I think once you mix them into a song it will sound much better. For these demos I bet they just turned the drums way up so you could hear the samples.


----------



## AeonSolus

that snare sounds so bulb, but the kick is too clicky for my taste


----------



## DrewsifStalin

The mini kit snare is awesome, haha


----------



## AvantGuardian

That's awesome, good for Bulb. I'll check out the demo clips after work. For $15, I'll probably grab this.


----------



## Winspear

I've always avoided the S2.0 mixer because I prefer to approach the drums like recorded drums using my plugins within Sonar. I've had a look at some of the plugins though and they seem really neat. Definately going to pick this up and have a look at it with a nice price like that.


----------



## Winspear

Downloading now - I'll upload some tracks in an hour or so.


----------



## JamesM

*mod edit: don't be a dick or you'll get a couple days off...*


----------



## Kurkkuviipale

Yea, I'm pretty sure Bulb uses Multi-Out. The kick sounds awful on all patches.


----------



## bulb

Hey guys!
Toontrack asked me to make them an artist preset pack for S2.0, and the preset pack is now up on the Toontrack site!
You can find it here: http://www.toontrack.com/products.asp?item=97
Enjoy!


----------



## Razzy

Repost! lol

http://www.sevenstring.org/forum/recording-studio/144023-all-wanting-bulbs-mishas-s2-0-preset.html


----------



## Customisbetter

Wow the reasons for getting SD2 are overwhelming now.

I might pick these up pretty soon. Thanks Bulba!


----------



## bandinaboy

as much as i love bulb, and his drum sounds... these just dont do it for me. Ole Englund (fearedse) has a preset i like a little better for free....


----------



## gfactor

Man I hate to say it but those don't sound so hot.
Not even close to the caliber of the bulb drums we all know and love.

I don't know what it is but they sound more 'fake' then his usual stuff


----------



## technomancer

Keep in mind these were made specifically to use samples that come with SD2.0 while Misha's clips almost all use expansion pack samples


----------



## Rojne

probably gonna grab this next week and try it out!

● Requirement 1
Copy the records verbatim, starting at their first line and ending at the line that contains "point(95, 194)".
The forum thread and the records after it come from unrelated sources.

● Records

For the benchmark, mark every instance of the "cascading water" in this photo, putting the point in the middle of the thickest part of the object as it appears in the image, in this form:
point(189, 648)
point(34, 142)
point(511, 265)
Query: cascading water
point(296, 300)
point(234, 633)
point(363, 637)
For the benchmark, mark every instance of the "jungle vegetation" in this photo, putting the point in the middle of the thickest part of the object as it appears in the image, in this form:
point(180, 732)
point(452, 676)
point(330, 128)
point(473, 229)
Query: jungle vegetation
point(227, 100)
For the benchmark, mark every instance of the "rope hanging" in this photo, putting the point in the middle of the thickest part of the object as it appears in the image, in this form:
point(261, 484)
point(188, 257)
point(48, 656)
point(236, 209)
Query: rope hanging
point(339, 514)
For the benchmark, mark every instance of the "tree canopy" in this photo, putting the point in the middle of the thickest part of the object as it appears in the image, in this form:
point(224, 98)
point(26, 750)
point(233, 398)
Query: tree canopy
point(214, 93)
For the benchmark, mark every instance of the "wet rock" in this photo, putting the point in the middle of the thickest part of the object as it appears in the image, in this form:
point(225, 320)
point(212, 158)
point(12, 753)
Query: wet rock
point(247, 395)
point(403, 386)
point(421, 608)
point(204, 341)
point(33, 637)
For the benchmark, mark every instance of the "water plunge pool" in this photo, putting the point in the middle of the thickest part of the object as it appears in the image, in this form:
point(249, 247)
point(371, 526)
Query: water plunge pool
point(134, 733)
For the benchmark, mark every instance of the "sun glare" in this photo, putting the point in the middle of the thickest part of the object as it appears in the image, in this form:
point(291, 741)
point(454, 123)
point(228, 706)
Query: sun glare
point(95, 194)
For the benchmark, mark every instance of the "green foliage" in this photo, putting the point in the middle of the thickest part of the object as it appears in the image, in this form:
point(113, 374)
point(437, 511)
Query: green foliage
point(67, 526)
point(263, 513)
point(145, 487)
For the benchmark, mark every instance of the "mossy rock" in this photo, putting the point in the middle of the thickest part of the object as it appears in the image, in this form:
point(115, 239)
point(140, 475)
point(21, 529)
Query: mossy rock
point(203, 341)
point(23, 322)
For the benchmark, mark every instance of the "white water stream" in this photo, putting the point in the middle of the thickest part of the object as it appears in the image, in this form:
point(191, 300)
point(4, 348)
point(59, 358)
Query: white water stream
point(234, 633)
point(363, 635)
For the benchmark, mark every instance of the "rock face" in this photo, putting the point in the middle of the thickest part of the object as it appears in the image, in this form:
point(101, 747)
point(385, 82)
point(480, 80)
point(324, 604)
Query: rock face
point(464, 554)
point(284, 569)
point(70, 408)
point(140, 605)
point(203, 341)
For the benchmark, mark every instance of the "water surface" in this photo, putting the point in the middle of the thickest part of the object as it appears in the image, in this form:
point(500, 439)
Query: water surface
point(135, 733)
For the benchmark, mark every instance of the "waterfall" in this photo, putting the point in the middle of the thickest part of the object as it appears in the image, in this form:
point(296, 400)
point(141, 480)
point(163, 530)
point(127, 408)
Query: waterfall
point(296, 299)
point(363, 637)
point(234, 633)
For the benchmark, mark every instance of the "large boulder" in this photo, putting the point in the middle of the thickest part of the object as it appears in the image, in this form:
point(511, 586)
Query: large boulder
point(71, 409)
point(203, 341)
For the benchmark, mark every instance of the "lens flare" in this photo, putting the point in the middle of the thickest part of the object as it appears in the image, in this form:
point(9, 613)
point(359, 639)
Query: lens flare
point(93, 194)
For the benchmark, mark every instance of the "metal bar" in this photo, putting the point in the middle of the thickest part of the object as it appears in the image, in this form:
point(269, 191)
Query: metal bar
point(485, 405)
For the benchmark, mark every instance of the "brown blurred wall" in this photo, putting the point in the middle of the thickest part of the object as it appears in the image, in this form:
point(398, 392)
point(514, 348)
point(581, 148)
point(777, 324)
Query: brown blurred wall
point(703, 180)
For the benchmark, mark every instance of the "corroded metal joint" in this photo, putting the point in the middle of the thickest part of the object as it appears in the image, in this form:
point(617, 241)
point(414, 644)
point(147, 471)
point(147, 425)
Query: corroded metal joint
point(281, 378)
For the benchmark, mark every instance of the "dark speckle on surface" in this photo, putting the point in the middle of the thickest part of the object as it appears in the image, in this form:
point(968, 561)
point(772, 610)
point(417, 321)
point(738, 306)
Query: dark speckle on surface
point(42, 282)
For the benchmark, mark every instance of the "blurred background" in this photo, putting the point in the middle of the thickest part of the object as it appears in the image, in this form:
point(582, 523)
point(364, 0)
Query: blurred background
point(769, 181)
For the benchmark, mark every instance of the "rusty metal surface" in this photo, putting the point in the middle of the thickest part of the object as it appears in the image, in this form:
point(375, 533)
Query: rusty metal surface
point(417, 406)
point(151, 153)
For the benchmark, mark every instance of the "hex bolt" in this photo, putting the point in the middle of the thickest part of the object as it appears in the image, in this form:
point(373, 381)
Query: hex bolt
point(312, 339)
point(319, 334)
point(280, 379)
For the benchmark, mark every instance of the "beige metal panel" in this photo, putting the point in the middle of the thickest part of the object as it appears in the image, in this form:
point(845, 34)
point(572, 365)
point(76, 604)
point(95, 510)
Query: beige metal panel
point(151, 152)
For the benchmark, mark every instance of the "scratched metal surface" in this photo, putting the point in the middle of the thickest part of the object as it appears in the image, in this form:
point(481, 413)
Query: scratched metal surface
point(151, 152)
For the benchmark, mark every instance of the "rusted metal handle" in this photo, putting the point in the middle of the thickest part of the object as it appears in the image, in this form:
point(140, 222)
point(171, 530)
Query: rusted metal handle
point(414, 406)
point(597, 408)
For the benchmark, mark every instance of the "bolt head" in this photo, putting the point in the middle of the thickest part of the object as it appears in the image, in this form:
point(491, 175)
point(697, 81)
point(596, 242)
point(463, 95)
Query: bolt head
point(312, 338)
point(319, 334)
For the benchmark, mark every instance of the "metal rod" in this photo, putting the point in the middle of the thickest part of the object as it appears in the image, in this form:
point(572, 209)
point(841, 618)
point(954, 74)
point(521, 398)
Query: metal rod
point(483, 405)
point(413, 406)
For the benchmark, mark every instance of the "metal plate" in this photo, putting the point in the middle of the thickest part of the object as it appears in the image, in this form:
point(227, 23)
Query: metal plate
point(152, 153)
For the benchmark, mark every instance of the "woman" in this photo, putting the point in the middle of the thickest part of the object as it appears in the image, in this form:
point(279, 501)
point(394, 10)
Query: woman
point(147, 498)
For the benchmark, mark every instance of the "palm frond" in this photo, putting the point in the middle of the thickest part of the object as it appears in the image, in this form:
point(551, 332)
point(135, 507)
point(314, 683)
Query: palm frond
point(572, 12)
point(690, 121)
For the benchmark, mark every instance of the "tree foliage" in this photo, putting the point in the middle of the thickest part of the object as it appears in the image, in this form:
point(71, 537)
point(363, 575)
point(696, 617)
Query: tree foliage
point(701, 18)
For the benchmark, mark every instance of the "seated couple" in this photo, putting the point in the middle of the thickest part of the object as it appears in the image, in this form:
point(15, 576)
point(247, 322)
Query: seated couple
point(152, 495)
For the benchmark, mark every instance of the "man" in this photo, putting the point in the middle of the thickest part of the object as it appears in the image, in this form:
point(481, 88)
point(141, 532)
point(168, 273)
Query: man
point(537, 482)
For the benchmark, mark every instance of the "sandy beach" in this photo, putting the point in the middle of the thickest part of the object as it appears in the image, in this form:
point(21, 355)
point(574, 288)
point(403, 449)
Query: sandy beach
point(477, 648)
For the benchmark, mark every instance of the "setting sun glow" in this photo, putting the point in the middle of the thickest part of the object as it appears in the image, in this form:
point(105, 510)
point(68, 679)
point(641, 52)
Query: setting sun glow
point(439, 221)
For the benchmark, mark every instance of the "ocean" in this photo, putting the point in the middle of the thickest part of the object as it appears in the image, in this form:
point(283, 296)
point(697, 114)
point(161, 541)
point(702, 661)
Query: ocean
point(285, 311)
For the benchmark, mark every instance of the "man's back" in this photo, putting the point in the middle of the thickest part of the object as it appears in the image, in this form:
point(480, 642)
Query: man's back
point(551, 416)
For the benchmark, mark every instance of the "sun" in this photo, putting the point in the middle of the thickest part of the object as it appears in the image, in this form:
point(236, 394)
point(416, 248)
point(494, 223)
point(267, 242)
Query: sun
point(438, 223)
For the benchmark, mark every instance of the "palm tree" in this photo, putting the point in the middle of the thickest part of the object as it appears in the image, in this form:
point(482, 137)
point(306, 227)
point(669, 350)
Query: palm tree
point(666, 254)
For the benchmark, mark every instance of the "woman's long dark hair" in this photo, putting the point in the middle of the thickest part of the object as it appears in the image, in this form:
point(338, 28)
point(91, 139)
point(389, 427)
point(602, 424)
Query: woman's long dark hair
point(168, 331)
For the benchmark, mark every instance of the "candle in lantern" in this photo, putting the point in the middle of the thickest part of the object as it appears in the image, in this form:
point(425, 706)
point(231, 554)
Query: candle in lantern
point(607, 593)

● Requirement 2
Which usernames in the forum thread's post headers begin with a lowercase letter?

● Exercise solution 1
For the benchmark, mark every instance of the "cascading water" in this photo, putting the point in the middle of the thickest part of the object as it appears in the image, in this form:
point(189, 648)
point(34, 142)
point(511, 265)
Query: cascading water
point(296, 300)
point(234, 633)
point(363, 637)
For the benchmark, mark every instance of the "jungle vegetation" in this photo, putting the point in the middle of the thickest part of the object as it appears in the image, in this form:
point(180, 732)
point(452, 676)
point(330, 128)
point(473, 229)
Query: jungle vegetation
point(227, 100)
For the benchmark, mark every instance of the "rope hanging" in this photo, putting the point in the middle of the thickest part of the object as it appears in the image, in this form:
point(261, 484)
point(188, 257)
point(48, 656)
point(236, 209)
Query: rope hanging
point(339, 514)
For the benchmark, mark every instance of the "tree canopy" in this photo, putting the point in the middle of the thickest part of the object as it appears in the image, in this form:
point(224, 98)
point(26, 750)
point(233, 398)
Query: tree canopy
point(214, 93)
For the benchmark, mark every instance of the "wet rock" in this photo, putting the point in the middle of the thickest part of the object as it appears in the image, in this form:
point(225, 320)
point(212, 158)
point(12, 753)
Query: wet rock
point(247, 395)
point(403, 386)
point(421, 608)
point(204, 341)
point(33, 637)
For the benchmark, mark every instance of the "water plunge pool" in this photo, putting the point in the middle of the thickest part of the object as it appears in the image, in this form:
point(249, 247)
point(371, 526)
Query: water plunge pool
point(134, 733)
For the benchmark, mark every instance of the "sun glare" in this photo, putting the point in the middle of the thickest part of the object as it appears in the image, in this form:
point(291, 741)
point(454, 123)
point(228, 706)
Query: sun glare
point(95, 194)

● Exercise solution 2
bulb, bandinaboy, gfactor, technomancer